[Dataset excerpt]
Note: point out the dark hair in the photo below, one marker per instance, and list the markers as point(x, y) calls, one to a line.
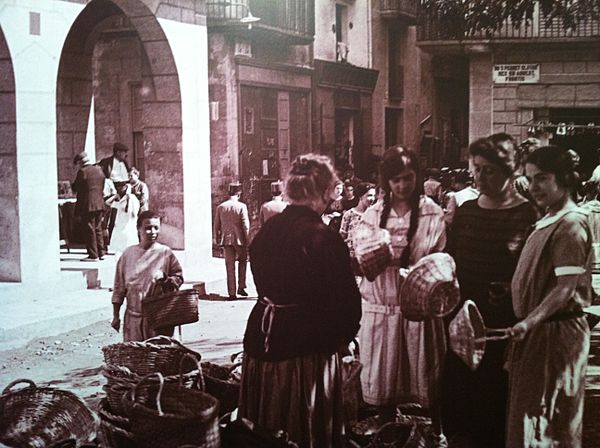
point(310, 177)
point(362, 189)
point(591, 187)
point(555, 160)
point(494, 152)
point(500, 137)
point(147, 214)
point(120, 147)
point(395, 160)
point(463, 176)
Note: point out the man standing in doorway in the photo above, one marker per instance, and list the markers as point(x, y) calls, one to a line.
point(231, 229)
point(274, 206)
point(88, 185)
point(116, 168)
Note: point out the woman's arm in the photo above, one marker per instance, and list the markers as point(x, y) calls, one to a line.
point(119, 293)
point(557, 299)
point(569, 249)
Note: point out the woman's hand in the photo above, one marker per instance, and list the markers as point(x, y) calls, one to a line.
point(518, 331)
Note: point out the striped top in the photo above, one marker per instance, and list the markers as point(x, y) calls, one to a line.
point(486, 244)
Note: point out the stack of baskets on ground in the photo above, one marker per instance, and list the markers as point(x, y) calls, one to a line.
point(43, 417)
point(127, 366)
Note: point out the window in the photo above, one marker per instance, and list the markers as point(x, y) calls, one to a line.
point(395, 67)
point(341, 32)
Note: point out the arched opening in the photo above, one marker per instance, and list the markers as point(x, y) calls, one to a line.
point(10, 248)
point(117, 57)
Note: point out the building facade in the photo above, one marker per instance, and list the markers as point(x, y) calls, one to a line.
point(80, 75)
point(536, 79)
point(343, 84)
point(260, 70)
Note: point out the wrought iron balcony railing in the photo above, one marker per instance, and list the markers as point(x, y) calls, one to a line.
point(398, 9)
point(433, 28)
point(292, 20)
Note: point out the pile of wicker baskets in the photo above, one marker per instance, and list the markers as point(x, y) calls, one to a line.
point(44, 417)
point(127, 364)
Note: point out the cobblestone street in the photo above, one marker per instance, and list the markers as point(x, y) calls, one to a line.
point(72, 360)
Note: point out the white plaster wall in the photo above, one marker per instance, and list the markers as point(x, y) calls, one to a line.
point(189, 45)
point(358, 37)
point(35, 61)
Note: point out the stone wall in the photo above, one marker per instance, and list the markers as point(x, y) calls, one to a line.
point(569, 78)
point(9, 193)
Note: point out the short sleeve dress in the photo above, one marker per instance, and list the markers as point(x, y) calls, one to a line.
point(547, 368)
point(401, 359)
point(486, 244)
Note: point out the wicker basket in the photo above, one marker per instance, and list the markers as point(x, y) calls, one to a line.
point(221, 386)
point(159, 354)
point(43, 416)
point(169, 415)
point(430, 289)
point(373, 250)
point(171, 309)
point(468, 335)
point(115, 428)
point(120, 380)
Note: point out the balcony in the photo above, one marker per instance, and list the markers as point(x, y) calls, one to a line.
point(288, 21)
point(435, 33)
point(399, 10)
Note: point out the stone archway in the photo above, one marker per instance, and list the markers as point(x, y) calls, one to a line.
point(10, 249)
point(117, 53)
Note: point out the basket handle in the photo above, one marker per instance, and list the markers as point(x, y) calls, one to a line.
point(495, 334)
point(378, 434)
point(15, 382)
point(163, 340)
point(198, 365)
point(161, 385)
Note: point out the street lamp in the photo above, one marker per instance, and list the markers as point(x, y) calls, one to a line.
point(246, 20)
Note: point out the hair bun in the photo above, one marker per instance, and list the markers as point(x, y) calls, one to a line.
point(302, 166)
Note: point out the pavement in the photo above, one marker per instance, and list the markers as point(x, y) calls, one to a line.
point(81, 296)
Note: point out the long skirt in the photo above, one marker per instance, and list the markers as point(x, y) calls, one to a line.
point(302, 396)
point(547, 385)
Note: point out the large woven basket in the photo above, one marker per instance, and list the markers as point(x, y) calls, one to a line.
point(468, 335)
point(221, 385)
point(430, 289)
point(159, 354)
point(169, 415)
point(120, 380)
point(171, 309)
point(115, 428)
point(41, 417)
point(373, 250)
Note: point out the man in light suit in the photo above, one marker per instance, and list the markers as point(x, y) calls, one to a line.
point(88, 185)
point(273, 207)
point(231, 229)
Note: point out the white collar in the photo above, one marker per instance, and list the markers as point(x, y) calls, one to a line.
point(545, 221)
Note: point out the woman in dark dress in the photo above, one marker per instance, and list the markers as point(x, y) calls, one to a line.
point(308, 308)
point(487, 237)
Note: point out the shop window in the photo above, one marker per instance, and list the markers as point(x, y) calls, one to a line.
point(395, 66)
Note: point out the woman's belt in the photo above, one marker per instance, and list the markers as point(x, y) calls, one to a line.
point(268, 316)
point(565, 315)
point(368, 307)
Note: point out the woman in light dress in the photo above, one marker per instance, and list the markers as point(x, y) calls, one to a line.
point(125, 231)
point(550, 288)
point(402, 359)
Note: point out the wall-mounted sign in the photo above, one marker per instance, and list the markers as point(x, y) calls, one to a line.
point(516, 73)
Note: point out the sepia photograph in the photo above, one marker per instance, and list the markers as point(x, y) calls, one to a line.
point(299, 223)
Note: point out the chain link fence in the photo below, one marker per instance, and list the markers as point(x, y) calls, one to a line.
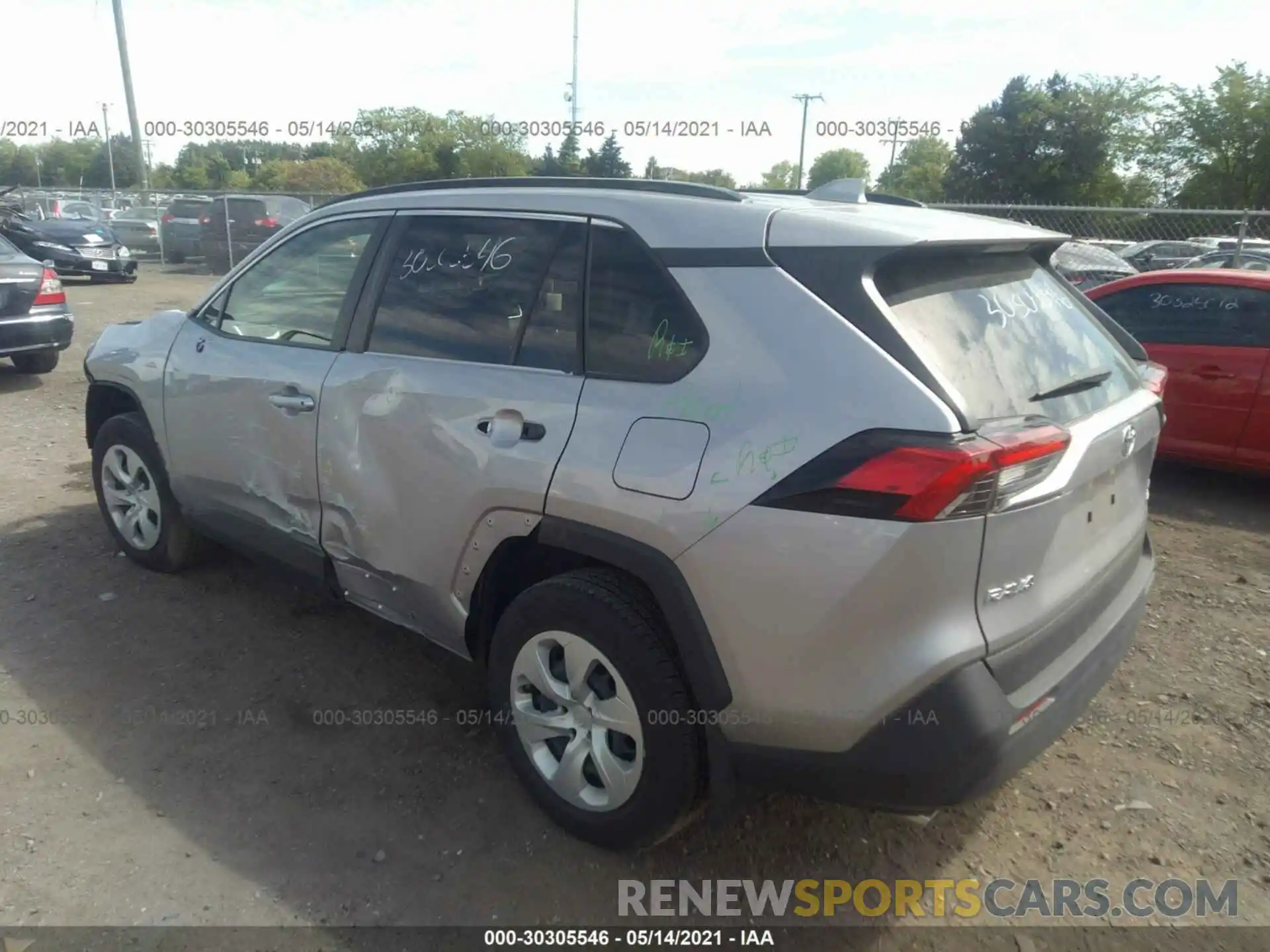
point(208, 231)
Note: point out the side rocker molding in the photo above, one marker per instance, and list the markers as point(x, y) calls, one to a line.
point(701, 664)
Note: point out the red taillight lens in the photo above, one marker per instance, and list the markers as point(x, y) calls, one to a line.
point(50, 290)
point(1155, 376)
point(921, 477)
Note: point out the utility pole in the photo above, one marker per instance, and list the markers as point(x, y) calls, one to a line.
point(127, 93)
point(804, 98)
point(573, 85)
point(110, 149)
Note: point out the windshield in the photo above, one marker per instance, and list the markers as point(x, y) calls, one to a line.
point(1001, 329)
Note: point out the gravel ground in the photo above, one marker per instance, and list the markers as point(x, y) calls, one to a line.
point(263, 818)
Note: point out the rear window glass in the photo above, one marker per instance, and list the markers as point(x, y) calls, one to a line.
point(186, 210)
point(1001, 331)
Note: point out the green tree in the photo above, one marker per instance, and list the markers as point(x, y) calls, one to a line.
point(1048, 143)
point(1218, 141)
point(607, 163)
point(412, 145)
point(837, 164)
point(127, 165)
point(781, 175)
point(571, 155)
point(327, 175)
point(710, 177)
point(919, 171)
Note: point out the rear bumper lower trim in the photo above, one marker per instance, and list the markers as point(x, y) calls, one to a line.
point(955, 742)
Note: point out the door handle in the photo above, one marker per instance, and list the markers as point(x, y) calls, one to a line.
point(530, 430)
point(1212, 372)
point(299, 403)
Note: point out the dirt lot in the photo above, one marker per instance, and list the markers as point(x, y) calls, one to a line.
point(265, 818)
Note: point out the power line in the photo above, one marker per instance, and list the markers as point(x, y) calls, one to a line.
point(806, 98)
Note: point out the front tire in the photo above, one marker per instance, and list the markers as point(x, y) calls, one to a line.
point(38, 362)
point(591, 710)
point(135, 499)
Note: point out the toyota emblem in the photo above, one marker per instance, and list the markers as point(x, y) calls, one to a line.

__What the exercise asks__
Return the lines beginning at the one that contains "Note: point out the door" and continuing through the last line of the data, exactly as they stand and without any others.

__Worked answer__
Note: point out the door handle in the photo above, one marker per instance, and list the markers as point(x, y) calls, one to a line.
point(530, 430)
point(1212, 372)
point(299, 403)
Note: point out the dirt lot in the photo above, one marker per instance, and list the markers as point(x, y) calls, one to a line.
point(265, 818)
Note: point out the power line in the photo above, one marker per instance, and list the markers as point(x, y) calls, one to a line.
point(806, 98)
Note: point out the front tire in the photo above, one marker per instance, and list the markers as point(x, y) calls, one to a line.
point(38, 362)
point(591, 710)
point(135, 499)
Note: point out the toyota emblem in the photo above, one marker per instance, and list the markers as point(x, y) calls, one to a line.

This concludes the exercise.